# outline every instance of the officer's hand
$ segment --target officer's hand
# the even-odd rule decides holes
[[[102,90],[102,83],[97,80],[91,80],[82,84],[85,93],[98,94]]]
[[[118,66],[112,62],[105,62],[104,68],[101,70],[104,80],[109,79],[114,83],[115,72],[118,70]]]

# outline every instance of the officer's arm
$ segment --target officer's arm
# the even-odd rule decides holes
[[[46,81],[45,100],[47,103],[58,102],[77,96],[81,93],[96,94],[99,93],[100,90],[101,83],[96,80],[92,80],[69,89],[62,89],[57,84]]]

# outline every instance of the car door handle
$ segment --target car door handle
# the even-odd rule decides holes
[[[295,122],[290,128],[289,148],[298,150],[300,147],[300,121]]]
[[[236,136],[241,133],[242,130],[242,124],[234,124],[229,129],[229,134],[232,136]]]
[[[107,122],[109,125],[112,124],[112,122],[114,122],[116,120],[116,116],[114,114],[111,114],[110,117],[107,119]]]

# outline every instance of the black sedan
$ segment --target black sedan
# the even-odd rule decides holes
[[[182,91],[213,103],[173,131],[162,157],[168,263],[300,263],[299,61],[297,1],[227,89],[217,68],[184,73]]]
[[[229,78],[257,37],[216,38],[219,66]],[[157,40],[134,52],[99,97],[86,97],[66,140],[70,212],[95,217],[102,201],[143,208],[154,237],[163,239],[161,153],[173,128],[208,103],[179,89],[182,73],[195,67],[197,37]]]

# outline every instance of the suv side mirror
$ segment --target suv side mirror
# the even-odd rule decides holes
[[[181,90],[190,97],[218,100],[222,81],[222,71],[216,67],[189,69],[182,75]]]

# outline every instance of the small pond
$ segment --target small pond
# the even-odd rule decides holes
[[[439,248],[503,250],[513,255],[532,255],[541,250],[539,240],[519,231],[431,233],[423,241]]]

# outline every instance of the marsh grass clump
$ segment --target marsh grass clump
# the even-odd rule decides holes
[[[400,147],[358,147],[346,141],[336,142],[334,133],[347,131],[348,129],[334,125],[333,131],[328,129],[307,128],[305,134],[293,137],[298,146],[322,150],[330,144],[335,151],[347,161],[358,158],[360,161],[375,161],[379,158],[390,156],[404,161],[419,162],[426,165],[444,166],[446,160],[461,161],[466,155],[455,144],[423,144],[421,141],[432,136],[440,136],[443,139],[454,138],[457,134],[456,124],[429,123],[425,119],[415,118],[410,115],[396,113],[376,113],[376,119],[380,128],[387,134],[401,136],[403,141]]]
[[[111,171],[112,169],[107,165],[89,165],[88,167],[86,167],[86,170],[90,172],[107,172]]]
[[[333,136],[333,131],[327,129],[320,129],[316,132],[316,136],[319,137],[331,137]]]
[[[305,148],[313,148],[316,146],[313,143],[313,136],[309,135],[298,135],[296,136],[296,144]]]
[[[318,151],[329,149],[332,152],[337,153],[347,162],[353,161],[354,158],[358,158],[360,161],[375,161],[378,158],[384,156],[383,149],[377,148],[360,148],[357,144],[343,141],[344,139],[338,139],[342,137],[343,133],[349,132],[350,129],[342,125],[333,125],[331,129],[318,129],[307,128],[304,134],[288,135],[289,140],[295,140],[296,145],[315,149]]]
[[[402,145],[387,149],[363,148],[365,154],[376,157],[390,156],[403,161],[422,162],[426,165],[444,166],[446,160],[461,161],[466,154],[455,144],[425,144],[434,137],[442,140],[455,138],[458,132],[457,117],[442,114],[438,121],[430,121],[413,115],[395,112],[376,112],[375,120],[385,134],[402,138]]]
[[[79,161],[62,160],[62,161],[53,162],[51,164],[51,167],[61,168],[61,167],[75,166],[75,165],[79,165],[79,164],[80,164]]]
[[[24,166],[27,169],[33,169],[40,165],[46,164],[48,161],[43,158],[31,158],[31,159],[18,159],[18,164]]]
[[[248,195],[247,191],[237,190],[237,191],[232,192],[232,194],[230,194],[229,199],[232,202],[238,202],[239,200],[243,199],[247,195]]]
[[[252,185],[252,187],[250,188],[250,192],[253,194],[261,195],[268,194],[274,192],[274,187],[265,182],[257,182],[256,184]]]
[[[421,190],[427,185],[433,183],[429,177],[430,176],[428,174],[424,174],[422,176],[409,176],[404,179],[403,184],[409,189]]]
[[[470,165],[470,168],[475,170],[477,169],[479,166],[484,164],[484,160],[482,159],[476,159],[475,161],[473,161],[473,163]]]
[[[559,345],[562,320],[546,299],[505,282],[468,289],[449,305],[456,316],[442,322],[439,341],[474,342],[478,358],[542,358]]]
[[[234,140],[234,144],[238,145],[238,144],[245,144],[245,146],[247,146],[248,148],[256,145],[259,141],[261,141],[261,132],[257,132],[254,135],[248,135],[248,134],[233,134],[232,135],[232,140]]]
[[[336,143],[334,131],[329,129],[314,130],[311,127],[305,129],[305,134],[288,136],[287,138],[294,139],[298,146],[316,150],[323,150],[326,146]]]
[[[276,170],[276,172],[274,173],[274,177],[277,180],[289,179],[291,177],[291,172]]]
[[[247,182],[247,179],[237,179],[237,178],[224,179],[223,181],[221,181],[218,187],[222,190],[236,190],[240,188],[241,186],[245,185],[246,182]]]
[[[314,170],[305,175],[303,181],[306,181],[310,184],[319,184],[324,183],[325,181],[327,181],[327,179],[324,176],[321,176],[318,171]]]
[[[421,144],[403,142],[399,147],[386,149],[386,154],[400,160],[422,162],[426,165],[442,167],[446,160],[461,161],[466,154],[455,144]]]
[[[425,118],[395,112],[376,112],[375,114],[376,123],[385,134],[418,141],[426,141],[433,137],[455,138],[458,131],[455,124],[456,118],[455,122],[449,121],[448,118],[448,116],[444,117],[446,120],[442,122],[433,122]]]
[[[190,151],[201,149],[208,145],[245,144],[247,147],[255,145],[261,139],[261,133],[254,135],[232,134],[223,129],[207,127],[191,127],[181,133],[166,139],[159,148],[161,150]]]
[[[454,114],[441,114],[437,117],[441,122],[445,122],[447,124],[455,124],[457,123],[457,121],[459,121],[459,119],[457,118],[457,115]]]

WHAT NEEDS TO BE DONE: Exactly as they appear above, give the entries again.

EXPECTED ANSWER:
# outline every instance of the officer's hand
$ segment --target officer's hand
# the even-odd rule decides holes
[[[102,90],[102,83],[97,80],[91,80],[82,84],[85,93],[98,94]]]
[[[118,66],[112,62],[105,62],[104,68],[101,70],[104,80],[109,79],[114,83],[115,72],[118,70]]]

# outline every instance of the officer's arm
$ segment --target officer's arm
# the even-odd rule decides holes
[[[46,81],[45,100],[47,103],[58,102],[77,96],[81,93],[96,94],[99,93],[100,90],[101,83],[96,80],[92,80],[69,89],[62,89],[57,84]]]

# outline every instance of the car door handle
$ segment --target car door handle
# the even-odd rule decides holes
[[[295,122],[290,128],[289,148],[298,150],[300,147],[300,121]]]
[[[236,136],[241,133],[242,130],[242,124],[234,124],[229,129],[229,134],[232,136]]]
[[[107,122],[109,125],[112,124],[112,122],[114,122],[116,120],[116,116],[114,114],[111,114],[110,117],[107,119]]]

# outline every instance of the black sedan
$ segment --target black sedan
# the even-odd rule decides holes
[[[182,91],[213,103],[173,131],[162,157],[168,263],[300,263],[299,61],[297,1],[227,89],[217,68],[184,73]]]
[[[229,78],[257,37],[216,38],[219,66]],[[157,40],[134,52],[99,97],[86,97],[66,140],[70,212],[95,217],[102,201],[143,208],[154,237],[163,239],[161,153],[173,128],[208,103],[179,89],[182,73],[195,67],[197,37]]]

# outline every instance of the suv side mirror
$ segment --target suv side mirror
# the even-odd rule decides holes
[[[181,90],[190,97],[218,100],[222,81],[222,71],[216,67],[189,69],[182,75]]]

# outline every instance of the small pond
$ segment --target small pond
# the even-odd rule decides holes
[[[439,248],[503,250],[513,255],[532,255],[541,250],[539,240],[519,231],[431,233],[423,241]]]

# outline every instance of the marsh grass clump
$ segment --target marsh grass clump
# the even-odd rule decides holes
[[[400,147],[358,147],[346,141],[336,142],[334,133],[347,131],[348,129],[334,125],[333,131],[328,129],[307,128],[305,134],[293,137],[298,146],[322,150],[330,144],[335,151],[347,161],[358,158],[360,161],[375,161],[379,158],[390,156],[404,161],[419,162],[426,165],[444,166],[446,160],[461,161],[466,155],[455,144],[423,144],[421,141],[432,136],[440,136],[443,139],[454,138],[457,134],[456,124],[429,123],[425,119],[415,118],[410,115],[396,113],[376,113],[376,119],[380,128],[387,134],[401,136],[403,141]]]
[[[111,171],[112,169],[107,165],[89,165],[88,167],[86,167],[86,170],[90,172],[107,172]]]
[[[333,136],[333,131],[327,129],[320,129],[316,132],[316,136],[319,137],[331,137]]]
[[[305,148],[313,148],[316,146],[313,143],[313,136],[309,135],[298,135],[296,136],[296,144]]]
[[[318,151],[329,149],[332,152],[337,153],[347,162],[353,161],[354,158],[358,158],[360,161],[375,161],[378,158],[384,156],[383,149],[377,148],[360,148],[357,144],[343,141],[344,139],[338,139],[342,137],[343,133],[349,132],[350,129],[342,125],[333,125],[331,129],[318,129],[307,128],[304,134],[288,135],[289,140],[295,140],[296,145],[315,149]]]
[[[402,145],[387,149],[363,148],[365,154],[376,157],[390,156],[403,161],[422,162],[426,165],[444,166],[446,160],[461,161],[466,154],[455,144],[425,144],[434,137],[442,140],[455,138],[458,132],[457,117],[442,114],[438,121],[430,121],[413,115],[395,112],[376,112],[375,120],[385,134],[402,138]]]
[[[79,161],[62,160],[62,161],[53,162],[51,164],[51,167],[61,168],[61,167],[75,166],[75,165],[79,165],[79,164],[80,164]]]
[[[24,166],[27,169],[33,169],[40,165],[46,164],[48,161],[43,158],[31,158],[31,159],[18,159],[18,164]]]
[[[248,195],[247,191],[237,190],[237,191],[232,192],[232,194],[230,194],[229,199],[232,202],[238,202],[239,200],[243,199],[247,195]]]
[[[252,185],[252,187],[250,188],[250,192],[253,194],[261,195],[268,194],[274,192],[274,187],[265,182],[257,182],[256,184]]]
[[[421,190],[427,185],[433,183],[429,177],[430,176],[428,174],[424,174],[422,176],[409,176],[404,179],[403,184],[409,189]]]
[[[470,165],[470,168],[475,170],[477,169],[479,166],[484,164],[484,160],[482,159],[476,159],[475,161],[473,161],[473,163]]]
[[[559,345],[562,320],[546,299],[505,282],[468,289],[449,305],[456,316],[442,322],[439,341],[474,342],[478,358],[542,358]]]
[[[234,140],[234,144],[238,145],[238,144],[245,144],[245,146],[247,146],[248,148],[256,145],[259,141],[261,141],[261,132],[257,132],[254,135],[248,135],[248,134],[233,134],[232,135],[232,140]]]
[[[336,143],[334,131],[329,129],[314,130],[311,127],[305,129],[305,134],[288,136],[287,138],[294,139],[298,146],[316,150],[323,150],[326,146]]]
[[[276,170],[276,172],[274,173],[274,177],[277,180],[289,179],[291,177],[291,172]]]
[[[247,182],[247,179],[237,179],[237,178],[224,179],[223,181],[221,181],[218,187],[222,190],[236,190],[240,188],[241,186],[245,185],[246,182]]]
[[[314,170],[305,175],[303,181],[306,181],[310,184],[319,184],[324,183],[325,181],[327,181],[327,179],[324,176],[321,176],[318,171]]]
[[[421,144],[403,142],[399,147],[386,149],[386,154],[400,160],[422,162],[426,165],[442,167],[446,160],[461,161],[466,154],[455,144]]]
[[[425,118],[395,112],[376,112],[375,114],[376,123],[385,134],[418,141],[426,141],[433,137],[455,138],[458,131],[455,124],[456,118],[455,122],[449,121],[448,118],[448,116],[444,117],[446,120],[442,122],[433,122]]]
[[[190,151],[201,149],[208,145],[245,144],[247,147],[255,145],[261,139],[261,133],[254,135],[232,134],[223,129],[207,127],[191,127],[181,133],[166,139],[159,148],[161,150]]]
[[[454,114],[441,114],[437,117],[441,122],[445,122],[447,124],[455,124],[457,123],[457,121],[459,121],[459,119],[457,118],[457,115]]]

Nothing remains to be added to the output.